:: Record excerpts ::

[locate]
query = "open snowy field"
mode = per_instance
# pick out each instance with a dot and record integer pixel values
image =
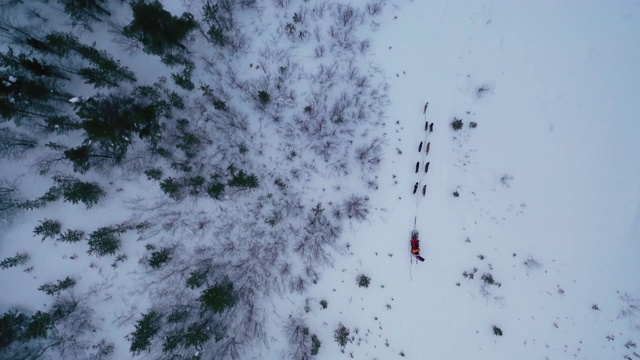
(548, 184)
(261, 206)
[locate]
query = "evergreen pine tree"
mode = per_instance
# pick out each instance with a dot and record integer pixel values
(159, 258)
(12, 325)
(47, 229)
(18, 259)
(75, 191)
(85, 12)
(158, 31)
(315, 345)
(146, 329)
(197, 279)
(58, 287)
(104, 241)
(241, 179)
(25, 95)
(38, 326)
(341, 335)
(71, 236)
(14, 144)
(106, 71)
(215, 33)
(112, 120)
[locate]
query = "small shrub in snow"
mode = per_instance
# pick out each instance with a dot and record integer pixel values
(159, 258)
(264, 97)
(18, 259)
(59, 286)
(146, 329)
(506, 179)
(483, 90)
(104, 241)
(497, 331)
(153, 174)
(488, 279)
(243, 180)
(357, 207)
(457, 124)
(197, 279)
(532, 263)
(47, 229)
(630, 306)
(341, 335)
(315, 345)
(363, 281)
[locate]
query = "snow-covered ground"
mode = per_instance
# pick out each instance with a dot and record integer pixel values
(560, 120)
(547, 184)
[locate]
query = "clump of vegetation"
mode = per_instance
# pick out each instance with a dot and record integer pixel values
(483, 90)
(58, 287)
(506, 179)
(18, 259)
(497, 331)
(324, 304)
(159, 258)
(315, 345)
(457, 124)
(264, 97)
(363, 280)
(47, 229)
(532, 263)
(341, 335)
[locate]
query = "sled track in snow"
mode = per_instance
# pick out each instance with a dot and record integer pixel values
(421, 188)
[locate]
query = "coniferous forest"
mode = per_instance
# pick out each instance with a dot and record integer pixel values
(168, 169)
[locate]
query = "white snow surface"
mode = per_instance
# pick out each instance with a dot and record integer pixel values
(551, 174)
(560, 118)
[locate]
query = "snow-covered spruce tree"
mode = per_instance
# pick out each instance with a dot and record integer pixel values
(356, 207)
(30, 63)
(24, 95)
(111, 122)
(17, 260)
(71, 236)
(67, 331)
(299, 339)
(85, 12)
(217, 24)
(9, 202)
(103, 69)
(159, 32)
(341, 335)
(57, 287)
(47, 229)
(75, 191)
(15, 144)
(145, 330)
(105, 241)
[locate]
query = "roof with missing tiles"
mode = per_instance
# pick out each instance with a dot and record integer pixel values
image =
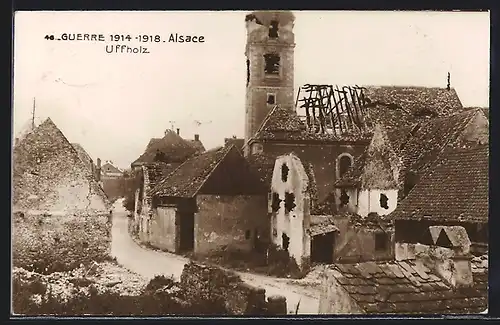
(406, 287)
(456, 188)
(173, 146)
(283, 124)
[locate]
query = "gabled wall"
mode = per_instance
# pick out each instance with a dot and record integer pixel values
(232, 221)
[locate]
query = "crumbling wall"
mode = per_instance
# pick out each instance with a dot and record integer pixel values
(333, 298)
(320, 156)
(232, 221)
(59, 242)
(227, 290)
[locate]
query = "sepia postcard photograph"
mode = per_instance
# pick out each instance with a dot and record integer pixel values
(258, 163)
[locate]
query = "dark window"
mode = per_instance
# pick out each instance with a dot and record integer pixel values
(289, 202)
(271, 99)
(284, 173)
(344, 165)
(273, 29)
(381, 241)
(383, 201)
(272, 64)
(344, 198)
(275, 204)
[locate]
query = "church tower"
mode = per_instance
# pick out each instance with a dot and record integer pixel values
(269, 55)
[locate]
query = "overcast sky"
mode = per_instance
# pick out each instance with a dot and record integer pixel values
(112, 104)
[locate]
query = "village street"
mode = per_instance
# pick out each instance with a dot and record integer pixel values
(149, 263)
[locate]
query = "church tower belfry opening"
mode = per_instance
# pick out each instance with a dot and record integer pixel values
(270, 67)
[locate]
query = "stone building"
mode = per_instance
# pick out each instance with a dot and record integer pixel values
(212, 201)
(269, 53)
(60, 210)
(443, 279)
(172, 148)
(292, 189)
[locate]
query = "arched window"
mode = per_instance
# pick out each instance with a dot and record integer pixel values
(344, 162)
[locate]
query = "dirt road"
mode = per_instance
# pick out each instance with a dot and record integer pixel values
(149, 263)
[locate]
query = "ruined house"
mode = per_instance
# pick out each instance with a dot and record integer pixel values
(360, 142)
(442, 279)
(88, 161)
(147, 177)
(58, 204)
(212, 201)
(172, 147)
(50, 176)
(454, 192)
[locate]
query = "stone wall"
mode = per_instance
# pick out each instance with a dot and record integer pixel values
(224, 220)
(163, 228)
(59, 242)
(238, 298)
(321, 156)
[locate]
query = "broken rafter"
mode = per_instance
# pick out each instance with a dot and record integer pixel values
(338, 109)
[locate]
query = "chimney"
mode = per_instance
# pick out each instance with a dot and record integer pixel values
(98, 170)
(450, 255)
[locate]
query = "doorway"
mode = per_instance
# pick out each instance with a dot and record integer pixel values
(186, 232)
(322, 248)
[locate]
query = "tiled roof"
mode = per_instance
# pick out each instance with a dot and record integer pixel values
(377, 167)
(188, 178)
(198, 145)
(432, 101)
(175, 148)
(418, 144)
(108, 168)
(219, 171)
(406, 287)
(285, 124)
(321, 225)
(159, 170)
(455, 188)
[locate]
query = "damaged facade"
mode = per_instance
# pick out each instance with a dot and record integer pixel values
(442, 279)
(210, 202)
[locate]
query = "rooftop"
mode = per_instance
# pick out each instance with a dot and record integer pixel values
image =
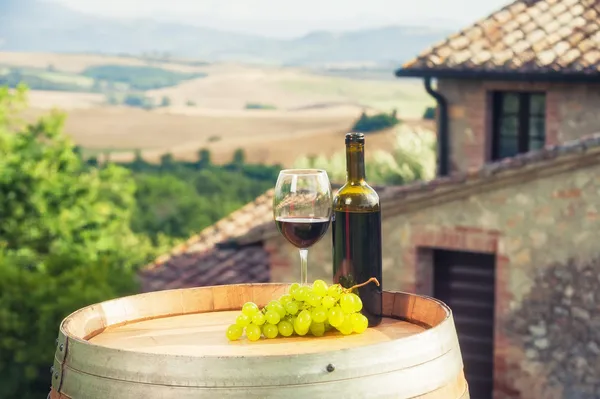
(548, 39)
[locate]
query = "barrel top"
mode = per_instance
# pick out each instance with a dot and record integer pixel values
(192, 322)
(203, 334)
(172, 343)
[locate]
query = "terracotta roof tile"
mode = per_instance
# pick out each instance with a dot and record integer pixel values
(543, 36)
(218, 266)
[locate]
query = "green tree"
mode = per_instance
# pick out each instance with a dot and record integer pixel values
(169, 206)
(204, 158)
(429, 113)
(65, 242)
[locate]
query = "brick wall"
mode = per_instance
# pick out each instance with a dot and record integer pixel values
(530, 228)
(570, 114)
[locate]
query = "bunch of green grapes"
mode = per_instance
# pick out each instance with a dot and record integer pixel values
(304, 310)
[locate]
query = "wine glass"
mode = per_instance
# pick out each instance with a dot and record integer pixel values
(302, 209)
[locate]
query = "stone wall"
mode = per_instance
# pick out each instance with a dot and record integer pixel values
(571, 112)
(539, 231)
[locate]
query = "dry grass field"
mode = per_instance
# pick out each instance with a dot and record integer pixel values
(310, 116)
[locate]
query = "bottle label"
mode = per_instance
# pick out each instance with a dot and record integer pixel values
(357, 256)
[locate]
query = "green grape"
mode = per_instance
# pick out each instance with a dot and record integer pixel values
(304, 318)
(272, 317)
(317, 329)
(285, 328)
(270, 330)
(253, 332)
(243, 320)
(328, 302)
(346, 326)
(320, 287)
(359, 322)
(285, 299)
(277, 307)
(347, 303)
(313, 299)
(234, 332)
(250, 309)
(299, 328)
(335, 316)
(319, 314)
(258, 319)
(334, 291)
(292, 307)
(357, 303)
(300, 294)
(293, 288)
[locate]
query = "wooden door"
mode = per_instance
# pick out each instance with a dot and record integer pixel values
(465, 281)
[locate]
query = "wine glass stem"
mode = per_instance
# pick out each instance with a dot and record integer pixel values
(303, 266)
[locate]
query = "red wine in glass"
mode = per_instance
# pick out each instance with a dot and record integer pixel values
(302, 232)
(302, 209)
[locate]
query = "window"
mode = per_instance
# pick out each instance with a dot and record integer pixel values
(519, 123)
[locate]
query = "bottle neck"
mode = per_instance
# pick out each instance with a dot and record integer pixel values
(355, 163)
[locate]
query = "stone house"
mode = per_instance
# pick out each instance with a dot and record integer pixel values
(506, 235)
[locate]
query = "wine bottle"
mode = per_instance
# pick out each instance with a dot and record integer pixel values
(356, 231)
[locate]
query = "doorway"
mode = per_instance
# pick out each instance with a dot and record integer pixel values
(466, 282)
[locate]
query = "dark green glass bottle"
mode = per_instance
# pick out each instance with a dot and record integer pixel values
(356, 231)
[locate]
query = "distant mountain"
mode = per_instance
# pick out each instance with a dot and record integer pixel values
(31, 25)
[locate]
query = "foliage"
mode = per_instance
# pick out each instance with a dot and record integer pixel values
(412, 158)
(429, 113)
(374, 123)
(44, 79)
(139, 77)
(177, 199)
(65, 241)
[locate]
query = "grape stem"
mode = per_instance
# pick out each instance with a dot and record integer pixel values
(371, 280)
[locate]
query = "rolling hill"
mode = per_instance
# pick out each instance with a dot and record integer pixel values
(42, 26)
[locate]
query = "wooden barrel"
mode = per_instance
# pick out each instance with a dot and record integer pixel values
(172, 344)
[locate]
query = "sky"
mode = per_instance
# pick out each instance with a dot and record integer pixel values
(285, 18)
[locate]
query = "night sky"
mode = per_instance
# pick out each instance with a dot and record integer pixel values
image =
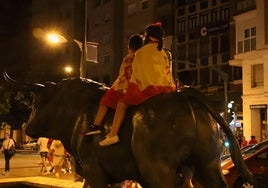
(22, 55)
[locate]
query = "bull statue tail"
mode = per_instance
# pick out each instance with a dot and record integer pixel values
(234, 147)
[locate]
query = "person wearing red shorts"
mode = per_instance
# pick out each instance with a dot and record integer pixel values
(119, 87)
(152, 75)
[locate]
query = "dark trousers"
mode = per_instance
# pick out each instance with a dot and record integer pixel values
(7, 159)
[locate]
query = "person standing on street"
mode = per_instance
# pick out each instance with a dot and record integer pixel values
(7, 144)
(58, 151)
(43, 149)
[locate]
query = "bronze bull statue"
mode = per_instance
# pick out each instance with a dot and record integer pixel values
(157, 137)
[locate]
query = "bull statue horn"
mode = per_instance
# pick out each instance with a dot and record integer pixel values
(20, 84)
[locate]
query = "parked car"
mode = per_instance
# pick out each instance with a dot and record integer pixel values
(32, 145)
(256, 159)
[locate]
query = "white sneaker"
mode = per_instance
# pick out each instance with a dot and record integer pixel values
(109, 140)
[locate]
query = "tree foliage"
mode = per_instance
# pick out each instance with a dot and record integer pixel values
(15, 106)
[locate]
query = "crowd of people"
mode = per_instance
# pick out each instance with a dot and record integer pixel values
(54, 157)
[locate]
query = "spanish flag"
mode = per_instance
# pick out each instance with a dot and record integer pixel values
(151, 75)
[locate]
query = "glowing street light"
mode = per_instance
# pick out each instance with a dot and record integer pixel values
(55, 38)
(68, 69)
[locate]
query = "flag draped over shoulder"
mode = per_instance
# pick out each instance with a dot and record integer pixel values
(151, 75)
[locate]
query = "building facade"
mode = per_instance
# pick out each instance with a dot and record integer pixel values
(251, 42)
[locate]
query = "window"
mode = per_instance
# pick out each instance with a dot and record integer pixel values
(203, 5)
(193, 22)
(106, 1)
(181, 52)
(181, 26)
(214, 16)
(257, 75)
(192, 50)
(106, 59)
(225, 43)
(96, 3)
(224, 14)
(192, 8)
(181, 38)
(249, 42)
(204, 76)
(240, 47)
(144, 4)
(204, 19)
(181, 11)
(214, 45)
(204, 60)
(214, 59)
(132, 9)
(246, 5)
(204, 47)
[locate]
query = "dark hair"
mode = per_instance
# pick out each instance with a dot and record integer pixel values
(135, 42)
(157, 32)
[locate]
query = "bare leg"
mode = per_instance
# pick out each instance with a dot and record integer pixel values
(102, 111)
(118, 118)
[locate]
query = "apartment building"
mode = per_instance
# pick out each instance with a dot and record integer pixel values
(111, 23)
(251, 53)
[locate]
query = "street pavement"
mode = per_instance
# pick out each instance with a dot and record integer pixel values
(25, 172)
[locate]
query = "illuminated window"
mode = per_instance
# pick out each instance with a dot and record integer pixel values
(249, 42)
(257, 75)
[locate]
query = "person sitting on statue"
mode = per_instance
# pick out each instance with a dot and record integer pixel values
(152, 75)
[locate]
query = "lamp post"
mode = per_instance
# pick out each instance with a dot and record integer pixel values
(56, 38)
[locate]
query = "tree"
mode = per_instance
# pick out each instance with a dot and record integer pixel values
(15, 106)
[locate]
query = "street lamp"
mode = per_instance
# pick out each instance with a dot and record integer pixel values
(56, 38)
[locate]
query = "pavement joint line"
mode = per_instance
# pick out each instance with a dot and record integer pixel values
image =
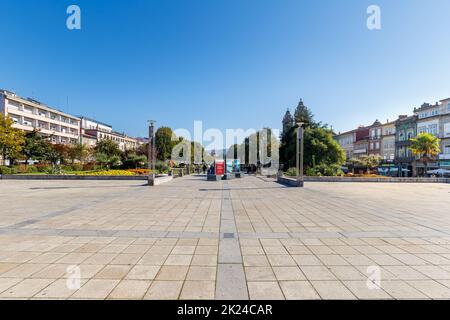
(231, 282)
(57, 213)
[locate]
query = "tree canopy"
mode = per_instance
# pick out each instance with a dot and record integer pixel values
(12, 140)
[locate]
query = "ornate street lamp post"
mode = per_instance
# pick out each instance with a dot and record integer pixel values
(299, 154)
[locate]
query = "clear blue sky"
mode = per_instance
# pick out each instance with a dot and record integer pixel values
(230, 63)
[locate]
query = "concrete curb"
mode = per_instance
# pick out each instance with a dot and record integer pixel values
(293, 182)
(68, 177)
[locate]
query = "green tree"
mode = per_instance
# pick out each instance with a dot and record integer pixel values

:::

## Exercise objective
Starting from the records above, copy each line where the string "bottle" is found.

## Written response
query = "bottle label"
query = "bottle neck"
query = "wine bottle"
query = "dark green glass bottle"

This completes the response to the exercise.